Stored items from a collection
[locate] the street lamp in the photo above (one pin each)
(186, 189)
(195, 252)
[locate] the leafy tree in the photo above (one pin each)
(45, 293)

THE REQUEST: Copy the stretch from the line containing "[locate] the leafy" through the end of the rows, request line included, and raise every coordinate in the answers by 82.

CORRECT ANSWER:
[locate] the leafy tree in the photo above (one pin each)
(127, 375)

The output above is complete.